Point-based annotation data:
------

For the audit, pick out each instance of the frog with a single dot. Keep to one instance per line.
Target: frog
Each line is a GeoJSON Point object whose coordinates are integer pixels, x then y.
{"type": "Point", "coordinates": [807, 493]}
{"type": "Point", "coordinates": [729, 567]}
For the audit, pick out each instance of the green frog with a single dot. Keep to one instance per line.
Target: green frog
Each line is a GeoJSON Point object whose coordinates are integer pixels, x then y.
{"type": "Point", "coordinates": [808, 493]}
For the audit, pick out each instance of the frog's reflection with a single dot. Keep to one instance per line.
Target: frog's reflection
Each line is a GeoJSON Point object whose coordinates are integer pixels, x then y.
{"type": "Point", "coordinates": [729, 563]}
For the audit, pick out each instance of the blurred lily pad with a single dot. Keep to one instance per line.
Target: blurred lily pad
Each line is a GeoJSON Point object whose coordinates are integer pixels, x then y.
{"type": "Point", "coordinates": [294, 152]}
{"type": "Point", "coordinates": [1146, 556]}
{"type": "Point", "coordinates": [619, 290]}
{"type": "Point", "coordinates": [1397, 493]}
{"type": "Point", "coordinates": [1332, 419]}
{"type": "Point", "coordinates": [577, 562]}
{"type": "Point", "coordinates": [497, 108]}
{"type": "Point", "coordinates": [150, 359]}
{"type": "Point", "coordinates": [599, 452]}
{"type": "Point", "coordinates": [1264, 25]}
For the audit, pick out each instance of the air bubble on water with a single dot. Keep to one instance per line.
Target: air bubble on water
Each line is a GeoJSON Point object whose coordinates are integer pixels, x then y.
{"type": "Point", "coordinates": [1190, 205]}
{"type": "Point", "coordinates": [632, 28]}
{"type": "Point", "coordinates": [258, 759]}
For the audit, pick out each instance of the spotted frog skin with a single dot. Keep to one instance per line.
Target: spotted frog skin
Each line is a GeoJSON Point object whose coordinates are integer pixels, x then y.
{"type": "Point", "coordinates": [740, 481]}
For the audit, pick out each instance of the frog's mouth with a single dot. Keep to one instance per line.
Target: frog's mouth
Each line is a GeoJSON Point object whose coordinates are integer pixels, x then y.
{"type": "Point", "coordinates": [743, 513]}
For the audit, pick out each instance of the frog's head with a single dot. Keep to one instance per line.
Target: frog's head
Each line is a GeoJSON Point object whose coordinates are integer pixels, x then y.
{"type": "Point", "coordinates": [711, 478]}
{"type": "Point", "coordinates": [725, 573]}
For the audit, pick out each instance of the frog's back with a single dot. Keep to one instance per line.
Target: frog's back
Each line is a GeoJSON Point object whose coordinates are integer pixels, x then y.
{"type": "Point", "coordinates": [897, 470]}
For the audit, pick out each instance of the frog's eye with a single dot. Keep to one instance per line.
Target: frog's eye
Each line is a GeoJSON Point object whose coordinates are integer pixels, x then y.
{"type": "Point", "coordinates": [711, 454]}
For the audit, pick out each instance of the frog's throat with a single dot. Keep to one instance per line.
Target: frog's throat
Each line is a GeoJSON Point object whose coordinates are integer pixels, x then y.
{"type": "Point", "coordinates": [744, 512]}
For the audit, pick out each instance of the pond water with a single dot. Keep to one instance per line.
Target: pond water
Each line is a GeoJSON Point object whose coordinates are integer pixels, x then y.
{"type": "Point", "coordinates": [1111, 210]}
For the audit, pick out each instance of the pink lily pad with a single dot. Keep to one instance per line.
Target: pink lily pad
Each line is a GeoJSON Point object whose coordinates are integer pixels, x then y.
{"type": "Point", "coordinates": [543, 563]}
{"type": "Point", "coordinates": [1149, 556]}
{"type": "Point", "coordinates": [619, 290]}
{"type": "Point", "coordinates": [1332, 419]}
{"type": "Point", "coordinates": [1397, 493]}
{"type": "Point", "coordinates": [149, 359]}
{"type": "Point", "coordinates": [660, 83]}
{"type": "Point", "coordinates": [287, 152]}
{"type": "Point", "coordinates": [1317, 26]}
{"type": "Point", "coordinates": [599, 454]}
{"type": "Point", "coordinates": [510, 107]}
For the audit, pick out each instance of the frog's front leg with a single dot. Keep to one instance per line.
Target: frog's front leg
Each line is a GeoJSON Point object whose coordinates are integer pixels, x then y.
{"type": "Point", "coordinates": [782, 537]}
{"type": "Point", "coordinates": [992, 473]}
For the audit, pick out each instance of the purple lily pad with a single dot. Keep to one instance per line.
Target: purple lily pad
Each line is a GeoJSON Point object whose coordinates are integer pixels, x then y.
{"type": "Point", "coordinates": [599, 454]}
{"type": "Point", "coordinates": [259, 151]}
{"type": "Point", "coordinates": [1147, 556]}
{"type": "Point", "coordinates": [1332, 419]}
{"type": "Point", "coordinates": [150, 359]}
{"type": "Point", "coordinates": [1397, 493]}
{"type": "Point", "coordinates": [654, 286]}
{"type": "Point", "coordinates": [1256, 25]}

------

Your instructions: Extract the whole listing, character for character.

Answer below:
For the audit, pick out each instance of the frog with a single dot. Keep to one instance per line.
Target: frog
Each line is a GeoJSON Point object whose coordinates are integer pixels, x then y.
{"type": "Point", "coordinates": [807, 493]}
{"type": "Point", "coordinates": [729, 567]}
For the audit, pick out each instance of the green frog with a single dot. Keep to one instance per line.
Target: green frog
Each line is a GeoJSON Point object whose coordinates are integer pixels, x then y.
{"type": "Point", "coordinates": [808, 493]}
For the audit, pick out each instance of the frog's reflection with a single dot. Keep to one instance per line.
Target: frog's reflection
Each line is a GeoJSON Point object whose coordinates are integer pixels, x then y.
{"type": "Point", "coordinates": [729, 563]}
For the audit, pick out each instance of the blurred lily pad with a single dot. Keep to one instance per line.
Target: blurred lily pad
Each line is a GeoJSON Point object whose coordinates are integer pixels, x then y.
{"type": "Point", "coordinates": [294, 152]}
{"type": "Point", "coordinates": [1146, 556]}
{"type": "Point", "coordinates": [619, 290]}
{"type": "Point", "coordinates": [1397, 493]}
{"type": "Point", "coordinates": [1332, 419]}
{"type": "Point", "coordinates": [577, 562]}
{"type": "Point", "coordinates": [497, 108]}
{"type": "Point", "coordinates": [150, 359]}
{"type": "Point", "coordinates": [599, 452]}
{"type": "Point", "coordinates": [1264, 25]}
For the audit, pick out each instance of the air bubble on water with a single dot. Keep to one instance per line.
Target: air bubble on water
Each line is a GeoJSON Point object whose coordinates are integer pixels, x then y.
{"type": "Point", "coordinates": [1190, 205]}
{"type": "Point", "coordinates": [632, 28]}
{"type": "Point", "coordinates": [258, 759]}
For the audit, pick out each instance of the spotted frog skin with a single dot. Keep to one instance per line.
Target: spotted frog skin
Each line is a GeoJSON Point object whose coordinates are integer pixels, x then y.
{"type": "Point", "coordinates": [740, 481]}
For the audit, pick out each instance of the frog's mouth with a single dot. Keep to one instance per line.
Target: frog's mouth
Each line is a GeoJSON Point object whose coordinates are integer pixels, x then y.
{"type": "Point", "coordinates": [743, 513]}
For the audit, pick out each instance of the frog's head with a single dot. Keep to one instance per line.
Target: frog's head
Each line is a GeoJSON Point object whose coordinates are integer pixels, x then y.
{"type": "Point", "coordinates": [711, 478]}
{"type": "Point", "coordinates": [725, 573]}
For the audit, pick out each instance of the frog's back with a single dot. Keep to one instance per line.
Target: frog's back
Each line is a GeoJSON Point object whose coordinates are integer pixels, x then y.
{"type": "Point", "coordinates": [897, 470]}
For the audit, pick out each instance of the frog's eye with a single dot. Keep to one instance per line.
Target: frog's eye
Each line is a GeoJSON Point object whose coordinates are integer pixels, x then y.
{"type": "Point", "coordinates": [711, 454]}
For the audit, pick out each instance of the frog's throat with a single dot. Keep to one instance per line.
Target: frog's throat
Each line is a GeoJSON Point object whose coordinates are integer pixels, x then y.
{"type": "Point", "coordinates": [744, 512]}
For the audit, pick out each instance of the pond water with a single dot. Keep to one instance per line.
Target: pond water
Each line is a GeoJSON Point object whose coordinates are integer pixels, x then y.
{"type": "Point", "coordinates": [1111, 210]}
For the audit, pick out each instance of the pink lily pad with a single dot. Keep to one instance per line.
Target: pink lily pad
Each line is a GeoJSON Point object whose coordinates are integer pixels, x then y.
{"type": "Point", "coordinates": [543, 563]}
{"type": "Point", "coordinates": [1149, 556]}
{"type": "Point", "coordinates": [619, 290]}
{"type": "Point", "coordinates": [1332, 419]}
{"type": "Point", "coordinates": [1397, 493]}
{"type": "Point", "coordinates": [149, 359]}
{"type": "Point", "coordinates": [660, 83]}
{"type": "Point", "coordinates": [287, 152]}
{"type": "Point", "coordinates": [1317, 26]}
{"type": "Point", "coordinates": [599, 454]}
{"type": "Point", "coordinates": [510, 107]}
For the audit, pick out each instance of the frog's front leg with a single dot. Keep to one instance per line.
Target: frog's front leg
Each line is a GeoJSON Point object whose coordinates are integer pixels, x then y.
{"type": "Point", "coordinates": [782, 537]}
{"type": "Point", "coordinates": [992, 473]}
For the audit, pick out each instance of the purple lily pad with a single dot. Keep to one instance per line.
Target: purple lily pad
Each line is a GeoJSON Point object whose coordinates are integer pixels, x then y.
{"type": "Point", "coordinates": [599, 454]}
{"type": "Point", "coordinates": [259, 151]}
{"type": "Point", "coordinates": [1147, 556]}
{"type": "Point", "coordinates": [1332, 419]}
{"type": "Point", "coordinates": [150, 359]}
{"type": "Point", "coordinates": [1397, 493]}
{"type": "Point", "coordinates": [654, 286]}
{"type": "Point", "coordinates": [1256, 25]}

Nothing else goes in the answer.